- _Goal 1_
According to the forum thread about the Brandywine & Gondor freight train, on which day does the poster expect to be at the show?

# Need Siding for B&G Freight at ECLSTS



## Dave Meashey (Jan 2, 2008)

Hello All;


I used to bring various projects along to ECLSTS and either run them or display them on the Big Green layout at the show.  My contact from that group, David Sawyer, no longer posts here, and I'm not even sure whether he wil be at this Spring's show.  I am writing to see whether anyone here is affiliated with one of the display layouts at ECLSTS, and whether you would allow me to park my Brandywine & Gondor RR freight train on a siding on your layout for display purposes.  The train is basically whimsical in nature, as it depicts a railroad built in Middle Earth, the home of The Lord of the Rings.  Presently I believe I will most likely be at the show on Saturday, but I would notify you if the plans change (as there are the schedules of some other people involved).


Lots of people are familiar with The Lord of the Rings trilogy, and the train usually brings smiles, as some of the "freight" recalls products and points of interest from the books.


If you would be willing to allow me to display the train on a siding, please PM me or respond on this thread.  I have photos below:












The "Balrog Catcher"












The basic train


----------



## Nicholas Savatgy (Dec 17, 2008)

Hey Dave,

Thats some really neat looking stuff.

Nice work.


----------



## Dave Meashey (Jan 2, 2008)

Thanks Nick 

Well, the post and edit functions are not working AGAIN! The information below was chopped off my original post: 

The dragon transport.

- _Goal 2_
Write out all three entries below again in full, requests included, multiplying every coordinate in their answers by 0.6 and rounding to whole numbers, with halves rounded up. Leave the requests and their sample output unchanged.

- _Data records_
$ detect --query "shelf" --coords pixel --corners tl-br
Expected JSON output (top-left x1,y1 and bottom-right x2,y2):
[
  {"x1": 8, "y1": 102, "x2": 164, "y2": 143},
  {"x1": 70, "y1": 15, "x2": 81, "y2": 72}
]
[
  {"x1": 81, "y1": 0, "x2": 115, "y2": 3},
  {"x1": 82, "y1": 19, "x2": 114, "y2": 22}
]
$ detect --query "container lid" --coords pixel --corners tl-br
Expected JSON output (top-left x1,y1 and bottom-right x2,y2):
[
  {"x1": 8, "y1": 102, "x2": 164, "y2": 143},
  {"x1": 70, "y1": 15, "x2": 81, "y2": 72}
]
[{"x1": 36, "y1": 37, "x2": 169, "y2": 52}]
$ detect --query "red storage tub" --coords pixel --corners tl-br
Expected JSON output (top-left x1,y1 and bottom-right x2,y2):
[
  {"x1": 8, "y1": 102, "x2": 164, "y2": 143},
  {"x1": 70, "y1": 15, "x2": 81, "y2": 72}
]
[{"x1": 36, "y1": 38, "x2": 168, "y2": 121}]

- _Final answer 1_
Saturday

- _Final answer 2_
$ detect --query "shelf" --coords pixel --corners tl-br
Expected JSON output (top-left x1,y1 and bottom-right x2,y2):
[
  {"x1": 8, "y1": 102, "x2": 164, "y2": 143},
  {"x1": 70, "y1": 15, "x2": 81, "y2": 72}
]
[
  {"x1": 49, "y1": 0, "x2": 69, "y2": 2},
  {"x1": 49, "y1": 11, "x2": 68, "y2": 13}
]
$ detect --query "container lid" --coords pixel --corners tl-br
Expected JSON output (top-left x1,y1 and bottom-right x2,y2):
[
  {"x1": 8, "y1": 102, "x2": 164, "y2": 143},
  {"x1": 70, "y1": 15, "x2": 81, "y2": 72}
]
[{"x1": 22, "y1": 22, "x2": 101, "y2": 31}]
$ detect --query "red storage tub" --coords pixel --corners tl-br
Expected JSON output (top-left x1,y1 and bottom-right x2,y2):
[
  {"x1": 8, "y1": 102, "x2": 164, "y2": 143},
  {"x1": 70, "y1": 15, "x2": 81, "y2": 72}
]
[{"x1": 22, "y1": 23, "x2": 101, "y2": 73}]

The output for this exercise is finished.